**Given passage:**
------------------------------------------------

Heathrow airport should handle 136 extra departures and arrivals every day on the two existing runways, and add more night flights: that is the demand from industry leaders in the capital.

The business lobbyist London First has alarmed anti-expansion campaigners by calling for a 10.5 per cent increase in the number of aircraft movements.

Baroness Jo Valentine, chief executive of London First, said: “ In the absence of a long-term plan for new runway capacity, we have no choice but to make the assets we have work more intensively”.

Europe’s busiest airport has a legal limit of 480,000 take-offs and landings a year, and operates at 98 per cent of this cap. However, the airport has plenty of unexploited capacity. At present almost all arrivals and departures are segregated, with one runway used for arrivals and the other for departures; at 3pm each day, the flows are switched in order to alleviate noise for local residents.

London First wants to see “mixed mode” at Heathrow, with both runways used for landings and take-offs - a much more efficient use of the two precious strips of concrete. Gatwick, the world’s busiest single-runway airport, can handle up to 54 movements per hour, 10 more than the capacity on each of Heathrow’s runways using segregated operations.

An increase in slots at Heathrow could see links re-established to regional airports in the UK, such as Inverness, Liverpool and Cardiff.

London First also calls for restrictions on night flights to be eased. saying :“There is clearly demand from airlines to provide early morning arrivals from key business destinations in Asia and elsewhere”. At present the first departure from Heathrow is scheduled for 6am, with the last at 10.50pm; arrivals are given slightly more leeway. But the report calls for private jets banned from Heathrow, saying such flight “fill the buffers in the schedule that are there to help the airport recover from delay”.

------------------------------------------------

**Provided records:**
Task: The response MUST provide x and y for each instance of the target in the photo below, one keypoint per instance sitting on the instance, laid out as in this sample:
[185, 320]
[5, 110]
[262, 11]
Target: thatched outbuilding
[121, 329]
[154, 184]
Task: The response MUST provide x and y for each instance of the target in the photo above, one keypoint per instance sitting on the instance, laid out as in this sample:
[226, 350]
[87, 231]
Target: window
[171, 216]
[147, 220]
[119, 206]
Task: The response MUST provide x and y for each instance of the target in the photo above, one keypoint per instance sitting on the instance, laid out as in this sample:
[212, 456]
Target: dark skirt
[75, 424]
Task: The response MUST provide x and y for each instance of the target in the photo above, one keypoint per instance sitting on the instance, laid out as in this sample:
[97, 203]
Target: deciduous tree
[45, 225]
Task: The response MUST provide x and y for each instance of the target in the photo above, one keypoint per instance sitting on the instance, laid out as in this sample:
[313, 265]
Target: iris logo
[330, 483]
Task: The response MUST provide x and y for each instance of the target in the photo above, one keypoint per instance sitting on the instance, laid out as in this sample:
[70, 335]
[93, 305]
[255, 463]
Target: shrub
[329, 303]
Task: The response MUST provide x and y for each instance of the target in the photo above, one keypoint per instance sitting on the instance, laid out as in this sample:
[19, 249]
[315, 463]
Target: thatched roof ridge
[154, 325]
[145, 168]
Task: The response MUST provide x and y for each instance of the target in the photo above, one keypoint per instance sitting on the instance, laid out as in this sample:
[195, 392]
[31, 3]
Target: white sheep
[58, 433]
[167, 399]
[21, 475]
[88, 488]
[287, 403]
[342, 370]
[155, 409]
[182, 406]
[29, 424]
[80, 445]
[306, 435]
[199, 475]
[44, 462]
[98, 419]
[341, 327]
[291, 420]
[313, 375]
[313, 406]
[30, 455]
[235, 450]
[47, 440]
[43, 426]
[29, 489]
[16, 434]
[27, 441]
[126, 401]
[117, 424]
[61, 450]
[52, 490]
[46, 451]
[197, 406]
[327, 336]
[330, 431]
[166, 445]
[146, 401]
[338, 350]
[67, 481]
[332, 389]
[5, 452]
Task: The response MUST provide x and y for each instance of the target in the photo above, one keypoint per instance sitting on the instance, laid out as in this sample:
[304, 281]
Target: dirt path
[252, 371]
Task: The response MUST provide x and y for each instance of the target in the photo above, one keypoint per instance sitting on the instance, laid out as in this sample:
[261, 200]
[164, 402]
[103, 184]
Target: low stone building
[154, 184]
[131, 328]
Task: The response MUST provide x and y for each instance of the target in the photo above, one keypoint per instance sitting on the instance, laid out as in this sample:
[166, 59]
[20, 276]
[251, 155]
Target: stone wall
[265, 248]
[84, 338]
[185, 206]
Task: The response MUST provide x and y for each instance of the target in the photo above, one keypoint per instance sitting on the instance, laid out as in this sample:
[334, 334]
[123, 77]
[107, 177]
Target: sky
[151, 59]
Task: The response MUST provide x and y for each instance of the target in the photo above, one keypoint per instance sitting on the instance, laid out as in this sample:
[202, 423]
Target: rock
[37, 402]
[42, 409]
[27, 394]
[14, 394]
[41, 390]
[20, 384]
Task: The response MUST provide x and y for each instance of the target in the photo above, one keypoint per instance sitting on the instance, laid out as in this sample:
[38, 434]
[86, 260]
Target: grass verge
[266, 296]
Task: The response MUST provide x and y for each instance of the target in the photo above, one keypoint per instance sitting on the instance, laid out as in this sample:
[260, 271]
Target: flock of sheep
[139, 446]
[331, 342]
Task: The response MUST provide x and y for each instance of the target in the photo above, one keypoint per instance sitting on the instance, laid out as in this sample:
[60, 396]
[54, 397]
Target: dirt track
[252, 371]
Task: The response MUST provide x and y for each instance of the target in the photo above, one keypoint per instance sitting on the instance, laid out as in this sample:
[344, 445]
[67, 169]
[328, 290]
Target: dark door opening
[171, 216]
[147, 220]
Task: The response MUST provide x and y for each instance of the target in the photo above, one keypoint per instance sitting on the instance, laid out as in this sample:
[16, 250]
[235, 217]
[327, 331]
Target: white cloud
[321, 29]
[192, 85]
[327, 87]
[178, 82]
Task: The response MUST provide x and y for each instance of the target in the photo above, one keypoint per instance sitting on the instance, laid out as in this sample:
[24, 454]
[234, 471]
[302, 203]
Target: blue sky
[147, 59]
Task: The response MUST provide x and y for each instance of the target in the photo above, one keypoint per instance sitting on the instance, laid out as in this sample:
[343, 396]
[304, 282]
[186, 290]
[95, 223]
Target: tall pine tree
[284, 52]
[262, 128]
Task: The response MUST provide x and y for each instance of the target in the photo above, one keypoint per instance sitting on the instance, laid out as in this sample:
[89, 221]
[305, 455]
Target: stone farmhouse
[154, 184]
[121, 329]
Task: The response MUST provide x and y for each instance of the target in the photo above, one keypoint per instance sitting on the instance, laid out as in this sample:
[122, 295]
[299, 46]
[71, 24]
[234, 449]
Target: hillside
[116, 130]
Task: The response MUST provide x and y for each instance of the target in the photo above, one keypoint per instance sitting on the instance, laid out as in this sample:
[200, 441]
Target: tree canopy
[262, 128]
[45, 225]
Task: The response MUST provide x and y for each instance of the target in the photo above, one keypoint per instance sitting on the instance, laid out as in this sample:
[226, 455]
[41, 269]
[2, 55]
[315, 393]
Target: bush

------------------------------------------------

**Actions to take:**
a. Rewrite the stretch of the Heathrow article from "Europe’s busiest airport" through "using segregated operations.", replacing "segregated" with "separated".
b. According to the Heathrow article, how many movements per hour can Gatwick handle?
c. Write the next part of the Heathrow article, starting after its final sentence.

**Responses to the tasks:**
a.
Europe’s busiest airport has a legal limit of 480,000 take-offs and landings a year, and operates at 98 per cent of this cap. However, the airport has plenty of unexploited capacity. At present almost all arrivals and departures are separated, with one runway used for arrivals and the other for departures; at 3pm each day, the flows are switched in order to alleviate noise for local residents.

London First wants to see “mixed mode” at Heathrow, with both runways used for landings and take-offs - a much more efficient use of the two precious strips of concrete. Gatwick, the world’s busiest single-runway airport, can handle up to 54 movements per hour, 10 more than the capacity on each of Heathrow’s runways using separated operations.

b. Up to 54 movements per hour.

c.
Campaigners against expansion of Heathrow are dismayed at the prospect of “mixed mode” operations. John Stewart, chair of HACAN, which campaigns against noise on behalf of residents under the flight path, said: “The big concern of local people is that they will lose their half day’s break from the noise. It is this which makes life bearable for so many people.”

London First says the number of people affected by Heathrow’s noise is just 250,000, one-eighth the figure 30 years ago.

Neither the airport’s owner nor its biggest customer, British Airways, would comment on the report. But Heathrow Airport Ltd’s director of regulation, Emma Gilthorpe, sits on the London First Board.

The Airports Commission, chaired by Sir Howard Davies, is set to make long-term recommendations on aviation policy in 2015. Because of the time required to build any extra capacity, Davies is also obliged to report on “immediate actions to improve the use of existing runway capacity in the next five years” by the end of 2013. Heathrow is to submit its own proposals on short-term solutions next week.

London First also slammed the speed and quality of rail links from central London to both Gatwick and Stansted. The organisation wants the journey time to the Essex airport to be cut by 17 minutes to half-an-hour, and calls for the ticket gates recently installed at Gatwick’s station to be removed.